═══ Text passage
1) I’ve been cutting flowers from outside and I have them in little vases all over the house. The one at my WFH space is particularly helpful.
2) I started wearing earrings again. I went through my jewelry box and pulled out about 5 pairs of earrings that are on a hook (can’t remember the word, not post style) so they’re easy to put on, and I just make the small effort to choose a pair every day.
3) and speaking of small efforts, I’ve been getting dressed every day instead of working in pajamas. If I have a particularly early call (like I do today, 7am west coast time) then that is probably in PJs, but I will go upstairs after this and “get ready” for the day, which includes washing my face, brushing my teeth, getting dressed in real clothing (but not office level dress) and putting on the damn earrings.
pugsnbourbon
A family-run local florist has a $20 weekly special – a bouquet with free no-contact delivery. I’ve gotten one every week. I really want to see them pull through – not that I’m going to single-handedly save them, but I’m going to do what I can.
And +1 to the earrings! I wear earrings all the time, but I’m finding excuses to break out my bigger/funkier pairs.
anon a mouse
My self care was working out 4x a week and monthly massages. I can work out at home, but I never do because it’s hard for me to get the same focus and intensity. And, as it turns out, paying for classes was a huge motivator to get up and not skip it. My television won’t charge me if I miss a session so…. I have been sleeping in instead.
I’m 2 weeks past my normal massage and my shoulders are feeling it. I’ve upped my foam rolling but I desperately miss the massage.
My replacement has been a nightly cocktail. Not really a like-for-like trade. I’ve also started doing crossword puzzles to keep my brain active.
Monday
I am also awfully tight in my shoulders and back (often everywhere) and would love a massage. Do you have a Theracane? If I make myself use it while watching tv I notice a big difference. Likewise a Lacrosse ball, which I use under tight areas on the floor.
pugsnbourbon
If you need more targeted pressure than a foam roller, you can try a lacrosse ball or two lacrosse balls duct-taped together. I think you can order them from target and @mazon.
anon
My old self-care was a strenuous workout at the YMCA while my kids were in the childcare.
My new self-care is reading novels here and there. This morning, also did a strenuous workout for the first time since staying at home and took a long shower. Working out while surrounded by people was not as nice, but I have that post-workout post-shower feeling. I will be doing this every morning now.
Anon
I’ve been doing a livestream yoga class almost everyday. Prior to covid I was working late and didn’t have time to make it to classes as often. Now it takes me 10 minutes to change and set up my laptop.
Northwest Islander
Pre-COVID my monthly pedicure was also my indulgence.
Now I am fostering a dog, and our walks are my “indulgence.” I put that in quotes because frequently the walks feel like something I am not in the mood to do…but I always feel better after walking. We walk 4x per day, about 5 miles total. After 5 weeks of this routine, my body has noticeably slimmed down and I sleep MUCH better as well.
══════
■ Your objective
Reproduce word for word the stretch of the self-care thread from "1) I’ve been" through "pair every day.". Draw only on the self-care thread for anything concerning it.
═══ Supplied information
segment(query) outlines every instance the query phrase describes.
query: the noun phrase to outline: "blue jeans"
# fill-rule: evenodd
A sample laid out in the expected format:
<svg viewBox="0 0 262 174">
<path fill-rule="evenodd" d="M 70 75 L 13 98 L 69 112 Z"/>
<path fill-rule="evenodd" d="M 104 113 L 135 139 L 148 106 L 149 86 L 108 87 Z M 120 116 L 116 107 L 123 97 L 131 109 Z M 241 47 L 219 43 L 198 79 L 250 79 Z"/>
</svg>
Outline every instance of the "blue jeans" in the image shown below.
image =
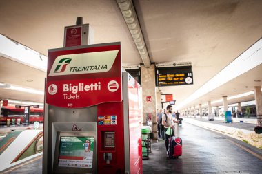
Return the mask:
══════
■ Exercise answer
1) I’ve been cutting flowers from outside and I have them in little vases all over the house. The one at my WFH space is particularly helpful.
2) I started wearing earrings again. I went through my jewelry box and pulled out about 5 pairs of earrings that are on a hook (can’t remember the word, not post style) so they’re easy to put on, and I just make the small effort to choose a pair every day.